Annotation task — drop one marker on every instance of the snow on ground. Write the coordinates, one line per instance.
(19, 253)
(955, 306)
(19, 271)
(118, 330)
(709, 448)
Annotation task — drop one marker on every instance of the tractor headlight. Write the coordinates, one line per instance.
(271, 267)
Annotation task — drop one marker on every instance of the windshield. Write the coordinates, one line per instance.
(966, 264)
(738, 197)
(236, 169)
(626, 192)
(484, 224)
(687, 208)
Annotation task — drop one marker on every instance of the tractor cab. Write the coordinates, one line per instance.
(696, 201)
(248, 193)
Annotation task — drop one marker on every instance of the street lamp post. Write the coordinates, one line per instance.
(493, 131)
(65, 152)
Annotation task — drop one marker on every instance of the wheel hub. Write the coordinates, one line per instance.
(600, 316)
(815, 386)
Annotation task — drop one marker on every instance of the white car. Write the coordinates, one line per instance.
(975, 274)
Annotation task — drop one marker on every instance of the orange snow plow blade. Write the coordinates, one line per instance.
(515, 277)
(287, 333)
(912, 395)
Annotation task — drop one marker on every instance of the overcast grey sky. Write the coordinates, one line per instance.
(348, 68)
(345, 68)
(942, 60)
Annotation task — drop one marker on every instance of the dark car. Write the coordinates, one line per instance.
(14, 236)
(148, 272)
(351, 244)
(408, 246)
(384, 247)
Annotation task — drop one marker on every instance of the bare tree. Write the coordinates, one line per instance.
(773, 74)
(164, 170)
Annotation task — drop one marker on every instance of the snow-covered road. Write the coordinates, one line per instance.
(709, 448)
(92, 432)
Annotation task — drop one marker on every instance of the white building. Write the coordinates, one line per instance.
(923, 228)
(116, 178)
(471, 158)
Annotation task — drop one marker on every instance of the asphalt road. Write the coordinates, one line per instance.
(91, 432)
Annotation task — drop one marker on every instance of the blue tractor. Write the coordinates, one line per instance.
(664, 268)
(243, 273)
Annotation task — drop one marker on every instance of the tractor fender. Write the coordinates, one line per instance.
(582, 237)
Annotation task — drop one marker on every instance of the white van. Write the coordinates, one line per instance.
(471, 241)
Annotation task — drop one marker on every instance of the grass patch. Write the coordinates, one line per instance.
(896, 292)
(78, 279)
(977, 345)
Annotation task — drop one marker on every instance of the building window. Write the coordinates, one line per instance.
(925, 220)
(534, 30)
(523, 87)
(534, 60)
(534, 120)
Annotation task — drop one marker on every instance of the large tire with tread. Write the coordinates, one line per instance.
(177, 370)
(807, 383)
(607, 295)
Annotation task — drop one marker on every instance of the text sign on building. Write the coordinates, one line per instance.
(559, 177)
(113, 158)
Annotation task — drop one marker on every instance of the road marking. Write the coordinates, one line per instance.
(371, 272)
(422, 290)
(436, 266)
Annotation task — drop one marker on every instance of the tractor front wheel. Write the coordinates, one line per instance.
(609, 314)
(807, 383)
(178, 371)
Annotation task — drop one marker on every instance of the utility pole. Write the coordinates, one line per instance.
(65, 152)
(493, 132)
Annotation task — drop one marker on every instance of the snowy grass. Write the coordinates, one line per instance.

WHAT YOU NEED TO DO
Copy everything from the line containing "pole. Write the coordinates, one line per instance." down to the end of the records, swapping "utility pole" for "power pole" and leaving all else as it stands.

SOLUTION FOR THIS PROBLEM
Annotation task — drop one marker on every instance of the power pole. Write the coordinates, one line per instance.
(65, 152)
(493, 132)
Annotation task — drop one marker on every instance of the snowy grass. Write the coordinates, one line per instance.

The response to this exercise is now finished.